WRITTEN INSTRUCTION A
Extract from the listing, line for line and unaltered, the stretch from its first line through the line containing "Outlines of the", leaving out any pictures.

TEXT PROVIDED
☆ ☆ ☆

First, I believe your question was posed in serious earnest, and so it deserves to be treated as such.
@^)
About what I said in this post's heading:
I say that because tracking basically uses the same principles of traditional counting, but simply approaches it from another direction.
"The casino I frequent, uses (I am talking about two decks now) a precise method followed by all dealer shufflers with almost no changes."
-I have never found a situation where a well shuffled 2D was trackable. It may exist, but I have never found one. Tracking is primarily for shoe games.
"....As observed, it looks like 1-6 card bunches, may be, move together. How the heck do you track the cards with any measure of reliability?"
-I have omitted some of the shuffle description here for ske of brevity. Again, the example you gave is that of a 2D game. Not realistically trackable in my experience. But you've actually sort of helped prove my point. In such a small number of cards as 104 cards (2 decks) it is simply to hard to pinpoint with any accuracy, the location of any possible slugs.
However, when you increase the numberof cards in question to 312, and large slugs (sometimes as large in size as 78-85 cards ) can and do occur. Tracking is simply visualizing WHERE those cards are, and (if the are a slug of high cards) betting up.
"All the references to shuffle tracking that I have seen in print (Snyder, Schlesinger, Wong etc. )maintain that it cannot be used with any advantage with the exception of the TARGET guru Patterson."
-I am not aware that Paterson has ever advocated tracking, but i am absolutely sure you are wrong about The Bishop. (Arnold Snyder). When it somes to tracking, he is The Original man. He didn't invent it, but he certainly was the guy who first refined it, and brought it to a whole new level, and I am damn glad he did!
@^)
Hell, "Blackbelt In Blackjack" (by Snyder) is most people's first tracking book!
From your above statement, I can see that your exposure to tracking is minimal. No offense meant. If you have a copy of BBin BJ, check ou tthe chapter on tracking and try some of the exersizes.
"Is it all a good hoax?"
-Nope its for real, but its not for everybody.
Take care,
@^)
Cyclops
first of all thanks for all the great replies to my previous post on this subject.ok im just beginning to work on this,i have always just used traditional counting,but my next question is about the methods.I read somewhere,i believe by jerry patterson a method that is what i would call mapping the shoes with chips.i personally thought this looked pretty difficult and dang near impossible to get by with because of constant restacking of chips,especially shuffling them as the dealer shuffles.Im thinking would it be feasible to use sequencing of predictors to track these slugs.

☆ ☆ ☆

GIVEN ENTRIES

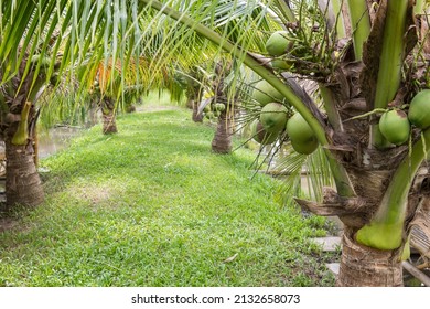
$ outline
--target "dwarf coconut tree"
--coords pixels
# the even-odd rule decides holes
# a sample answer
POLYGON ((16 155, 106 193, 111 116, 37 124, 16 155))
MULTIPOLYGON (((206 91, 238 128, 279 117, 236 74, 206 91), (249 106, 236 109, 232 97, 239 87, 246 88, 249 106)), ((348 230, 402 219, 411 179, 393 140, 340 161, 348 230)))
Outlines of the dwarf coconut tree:
MULTIPOLYGON (((401 286, 410 226, 430 203, 421 172, 430 148, 427 1, 247 1, 266 6, 277 36, 258 54, 198 20, 207 1, 143 2, 241 60, 309 126, 335 188, 297 202, 344 223, 337 285, 401 286), (297 77, 318 83, 322 106, 297 77)), ((234 11, 241 1, 223 2, 234 11)), ((287 122, 287 140, 290 130, 287 122)))
POLYGON ((69 89, 85 95, 100 62, 120 58, 128 66, 131 55, 140 55, 136 38, 142 22, 137 12, 142 8, 138 1, 120 0, 1 1, 0 134, 6 142, 7 209, 43 201, 33 145, 37 99, 46 99, 46 90, 58 83, 73 84, 69 89))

☆ ☆ ☆

WRITTEN INSTRUCTION B
Copy the stretch of the shuffle-tracking text from "About what I" through "from another direction." word for word.

EXPECTED OUTPUT A
$ outline
--target "dwarf coconut tree"
--coords pixels
# the even-odd rule decides holes
# a sample answer
POLYGON ((16 155, 106 193, 111 116, 37 124, 16 155))
MULTIPOLYGON (((206 91, 238 128, 279 117, 236 74, 206 91), (249 106, 236 109, 232 97, 239 87, 246 88, 249 106)), ((348 230, 402 219, 411 179, 393 140, 340 161, 348 230)))
Outlines of the dwarf coconut tree:

EXPECTED OUTPUT B
About what I said in this post's heading:
I say that because tracking basically uses the same principles of traditional counting, but simply approaches it from another direction.